Start of Block
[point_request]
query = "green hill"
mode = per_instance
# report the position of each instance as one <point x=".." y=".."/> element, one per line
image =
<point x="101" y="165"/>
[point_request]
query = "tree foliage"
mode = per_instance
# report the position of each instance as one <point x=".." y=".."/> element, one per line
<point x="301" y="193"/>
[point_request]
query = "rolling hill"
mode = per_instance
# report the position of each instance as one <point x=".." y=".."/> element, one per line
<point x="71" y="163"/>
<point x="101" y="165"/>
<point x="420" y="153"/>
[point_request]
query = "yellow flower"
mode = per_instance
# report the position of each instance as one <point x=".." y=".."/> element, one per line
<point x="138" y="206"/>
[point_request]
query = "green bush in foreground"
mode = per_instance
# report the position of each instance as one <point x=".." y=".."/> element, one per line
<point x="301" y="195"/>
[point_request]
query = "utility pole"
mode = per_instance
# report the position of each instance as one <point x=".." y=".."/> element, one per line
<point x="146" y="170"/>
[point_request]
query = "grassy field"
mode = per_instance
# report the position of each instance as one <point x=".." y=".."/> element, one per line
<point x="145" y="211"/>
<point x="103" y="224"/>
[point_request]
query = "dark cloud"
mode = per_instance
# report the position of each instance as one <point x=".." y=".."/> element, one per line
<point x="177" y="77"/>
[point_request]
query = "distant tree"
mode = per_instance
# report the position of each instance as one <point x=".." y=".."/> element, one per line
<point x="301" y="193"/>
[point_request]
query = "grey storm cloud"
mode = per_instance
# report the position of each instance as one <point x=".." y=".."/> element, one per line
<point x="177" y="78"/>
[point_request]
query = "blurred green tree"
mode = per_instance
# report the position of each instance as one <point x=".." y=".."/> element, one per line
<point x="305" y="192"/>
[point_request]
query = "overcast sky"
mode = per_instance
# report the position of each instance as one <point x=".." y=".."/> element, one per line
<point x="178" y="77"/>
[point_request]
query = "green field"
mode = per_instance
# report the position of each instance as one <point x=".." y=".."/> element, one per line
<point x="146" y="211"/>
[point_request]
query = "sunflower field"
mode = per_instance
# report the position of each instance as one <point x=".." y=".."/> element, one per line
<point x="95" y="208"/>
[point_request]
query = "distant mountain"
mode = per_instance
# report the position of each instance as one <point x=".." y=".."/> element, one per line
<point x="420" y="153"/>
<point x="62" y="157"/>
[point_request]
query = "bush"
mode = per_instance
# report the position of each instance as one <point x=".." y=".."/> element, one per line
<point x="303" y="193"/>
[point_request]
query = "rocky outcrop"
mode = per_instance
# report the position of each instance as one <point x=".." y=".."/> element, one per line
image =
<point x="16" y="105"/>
End of Block
What you are asked to do: If a line in the entries above contains the word "field", copy it.

Exercise solution:
query = "grassy field"
query = "green field"
query = "sunflower field"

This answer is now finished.